-- start Items --
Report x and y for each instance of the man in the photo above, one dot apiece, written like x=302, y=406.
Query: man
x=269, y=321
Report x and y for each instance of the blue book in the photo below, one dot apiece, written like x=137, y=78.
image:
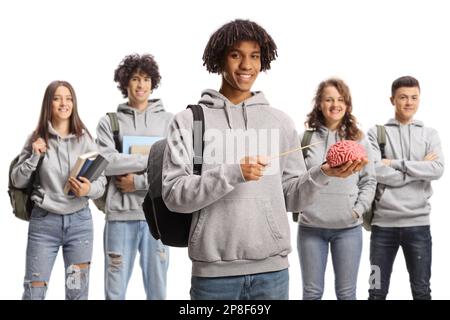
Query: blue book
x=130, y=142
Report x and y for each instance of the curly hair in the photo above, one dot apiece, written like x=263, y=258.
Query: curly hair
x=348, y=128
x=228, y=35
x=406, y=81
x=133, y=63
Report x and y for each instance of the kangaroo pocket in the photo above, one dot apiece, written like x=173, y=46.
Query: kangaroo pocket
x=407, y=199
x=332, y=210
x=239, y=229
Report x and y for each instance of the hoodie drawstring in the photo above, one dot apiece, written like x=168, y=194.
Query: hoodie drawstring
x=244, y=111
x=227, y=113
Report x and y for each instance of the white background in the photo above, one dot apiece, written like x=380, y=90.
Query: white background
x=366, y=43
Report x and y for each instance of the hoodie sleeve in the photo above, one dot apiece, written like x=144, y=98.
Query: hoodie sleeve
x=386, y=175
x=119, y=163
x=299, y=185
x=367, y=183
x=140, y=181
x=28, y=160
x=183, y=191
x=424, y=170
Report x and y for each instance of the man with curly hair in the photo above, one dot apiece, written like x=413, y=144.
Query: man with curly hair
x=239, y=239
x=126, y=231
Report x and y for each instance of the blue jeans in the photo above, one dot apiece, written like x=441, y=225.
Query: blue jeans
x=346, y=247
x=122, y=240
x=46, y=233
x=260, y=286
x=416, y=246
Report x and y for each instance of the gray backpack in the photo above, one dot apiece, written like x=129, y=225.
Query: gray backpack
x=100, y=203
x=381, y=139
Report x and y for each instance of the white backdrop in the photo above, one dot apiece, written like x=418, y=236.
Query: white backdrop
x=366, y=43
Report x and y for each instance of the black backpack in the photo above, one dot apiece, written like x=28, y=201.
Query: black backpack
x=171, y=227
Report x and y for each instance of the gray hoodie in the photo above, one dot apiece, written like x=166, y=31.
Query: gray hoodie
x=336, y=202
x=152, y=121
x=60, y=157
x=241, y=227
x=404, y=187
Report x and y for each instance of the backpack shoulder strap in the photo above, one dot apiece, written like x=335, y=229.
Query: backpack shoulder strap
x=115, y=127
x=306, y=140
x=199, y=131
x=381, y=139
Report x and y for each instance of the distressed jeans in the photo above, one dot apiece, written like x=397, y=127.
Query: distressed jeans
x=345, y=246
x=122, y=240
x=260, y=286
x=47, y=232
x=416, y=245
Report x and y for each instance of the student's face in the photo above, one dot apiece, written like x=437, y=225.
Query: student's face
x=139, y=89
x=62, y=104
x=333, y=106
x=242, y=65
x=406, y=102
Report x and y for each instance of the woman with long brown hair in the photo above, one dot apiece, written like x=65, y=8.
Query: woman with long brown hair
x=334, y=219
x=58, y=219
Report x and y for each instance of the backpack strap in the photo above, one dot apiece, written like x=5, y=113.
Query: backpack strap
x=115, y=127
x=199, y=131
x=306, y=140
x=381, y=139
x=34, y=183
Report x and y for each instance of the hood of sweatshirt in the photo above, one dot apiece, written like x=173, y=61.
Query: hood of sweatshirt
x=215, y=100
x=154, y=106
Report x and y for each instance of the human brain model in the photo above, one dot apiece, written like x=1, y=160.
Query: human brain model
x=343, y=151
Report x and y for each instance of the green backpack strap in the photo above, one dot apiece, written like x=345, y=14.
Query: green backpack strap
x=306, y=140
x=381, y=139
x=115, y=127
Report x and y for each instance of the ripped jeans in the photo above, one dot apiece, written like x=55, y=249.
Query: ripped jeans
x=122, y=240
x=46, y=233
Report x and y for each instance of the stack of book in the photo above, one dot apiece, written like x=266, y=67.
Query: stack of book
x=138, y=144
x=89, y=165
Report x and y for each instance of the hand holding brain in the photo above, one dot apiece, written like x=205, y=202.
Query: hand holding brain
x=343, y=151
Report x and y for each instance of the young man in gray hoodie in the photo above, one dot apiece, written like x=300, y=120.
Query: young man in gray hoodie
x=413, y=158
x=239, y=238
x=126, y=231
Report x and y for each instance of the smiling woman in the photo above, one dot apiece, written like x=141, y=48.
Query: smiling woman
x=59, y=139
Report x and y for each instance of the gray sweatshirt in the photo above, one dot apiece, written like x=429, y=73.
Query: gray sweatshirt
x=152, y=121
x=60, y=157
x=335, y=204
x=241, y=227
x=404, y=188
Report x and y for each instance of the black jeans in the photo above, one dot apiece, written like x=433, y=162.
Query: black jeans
-- end Items --
Transcribe the data above line for line, reproducing every character as it appears, but leave out the pictures.

Reply:
Report x and y for each instance of the man in the photo above, one dot apiece, written like x=302, y=406.
Query: man
x=269, y=321
Report x and y for each instance of the blue book in the photo below, one dot apiece, written like x=137, y=78.
image:
Query: blue book
x=130, y=142
Report x and y for each instance of the curly hair in the photo above, one dot apiece, written like x=263, y=258.
Query: curly hair
x=348, y=128
x=228, y=35
x=406, y=81
x=133, y=63
Report x and y for each instance of the kangaroo pocket in the photo above, one dot apiece, written like x=173, y=46.
Query: kangaroo pocket
x=407, y=199
x=332, y=210
x=239, y=229
Report x and y for each instance of the hoodie drawstring in the photo above, one dot apiece, written like x=168, y=194.
Query: hoodie drawstring
x=244, y=111
x=227, y=113
Report x and y for each instance of the white background in the photo above, one dot apiece, written like x=380, y=90.
Query: white background
x=366, y=43
Report x and y for each instance of the hoodie sleeve in the photo above, one dot apiece, written like x=144, y=98.
Query: hoodie sleeve
x=386, y=175
x=119, y=163
x=299, y=185
x=367, y=183
x=140, y=181
x=28, y=160
x=183, y=191
x=424, y=170
Report x and y for each instance of the man with curly hair in the photo above, one dot apiece, written like x=413, y=144.
Query: man with curly hair
x=239, y=239
x=126, y=231
Report x and y for each instance of the blue jeans in the photo above, one dot apiece, written like x=441, y=225.
Query: blue jeans
x=346, y=247
x=122, y=240
x=46, y=233
x=260, y=286
x=416, y=246
Report x and y for each instance of the gray backpack in the photo above, one dot apiece, written like x=129, y=225.
Query: gray backpack
x=100, y=203
x=381, y=139
Report x and y for each instance of the white backdrop in the photo above, one dot apiece, written like x=418, y=236.
Query: white backdrop
x=366, y=43
Report x and y for each instance of the black backpack in the photo above, one dot apiece, written like x=28, y=201.
Query: black backpack
x=171, y=227
Report x and y for each instance of the gray hoodie in the photo above, one dot apiece, written like x=166, y=31.
Query: gray hoodie
x=336, y=202
x=152, y=121
x=60, y=157
x=241, y=227
x=404, y=187
Report x and y for each instance of the backpack shoulder strap in the photo above, one dot apiece, written like x=335, y=229.
Query: backpack shoulder strap
x=115, y=127
x=306, y=140
x=199, y=131
x=381, y=139
Report x and y for each instance of the distressed jeans in the photo above, one dot apiece, written like x=397, y=127.
Query: distressed jeans
x=345, y=246
x=122, y=240
x=260, y=286
x=47, y=232
x=416, y=245
Report x and y for each instance of the student's face in the photo above, one dot apiece, written like x=437, y=225.
Query: student's face
x=139, y=89
x=62, y=104
x=333, y=106
x=242, y=65
x=406, y=102
Report x and y for each instance of the woman with long brown hair in the photo above, one dot apiece, written like x=65, y=8.
Query: woman with long brown hair
x=334, y=219
x=58, y=219
Report x and y for each instance of the backpack strap in the photo above, one dot apiece, written like x=5, y=113.
Query: backpack strap
x=115, y=127
x=199, y=131
x=306, y=140
x=381, y=139
x=34, y=183
Report x and y for each instance of the hood of sweatshirt in the photo above, one dot apiece, written like x=173, y=61.
Query: hood of sweatshirt
x=215, y=100
x=154, y=106
Report x and y for each instance of the human brain model in the photo above, one dot apiece, written like x=1, y=160.
Query: human brain model
x=343, y=151
Report x and y for each instance of the green backpack strap in the photo above, one dot apiece, written like x=345, y=14.
Query: green backpack strap
x=306, y=140
x=381, y=139
x=115, y=127
Report x and y for each instance of the ripped jeans in the photo above, one dot apiece, written like x=55, y=249.
Query: ripped jeans
x=122, y=240
x=46, y=233
Report x and y for each instance of the stack of book in the photo above, one dot apiece, written like x=266, y=67.
Query: stack of book
x=138, y=144
x=89, y=165
Report x and y for each instance of the hand holding brain in the photo above, one dot apiece, written like x=205, y=202.
Query: hand holding brain
x=343, y=151
Report x and y for each instance of the young man in gray hoodie in the photo above, one dot apiece, written like x=300, y=120.
Query: young man in gray hoodie
x=413, y=158
x=239, y=238
x=126, y=231
Report x and y for each instance of the smiling woman in the photo above, one dot apiece, written like x=141, y=48.
Query: smiling woman
x=59, y=139
Report x and y for each instance of the gray sweatshirt in the photo above, one dot apiece, written like x=429, y=73.
Query: gray sweatshirt
x=152, y=121
x=60, y=157
x=335, y=204
x=241, y=227
x=404, y=188
Report x and y for each instance of the black jeans in the photo above, one dot apiece, written like x=433, y=162.
Query: black jeans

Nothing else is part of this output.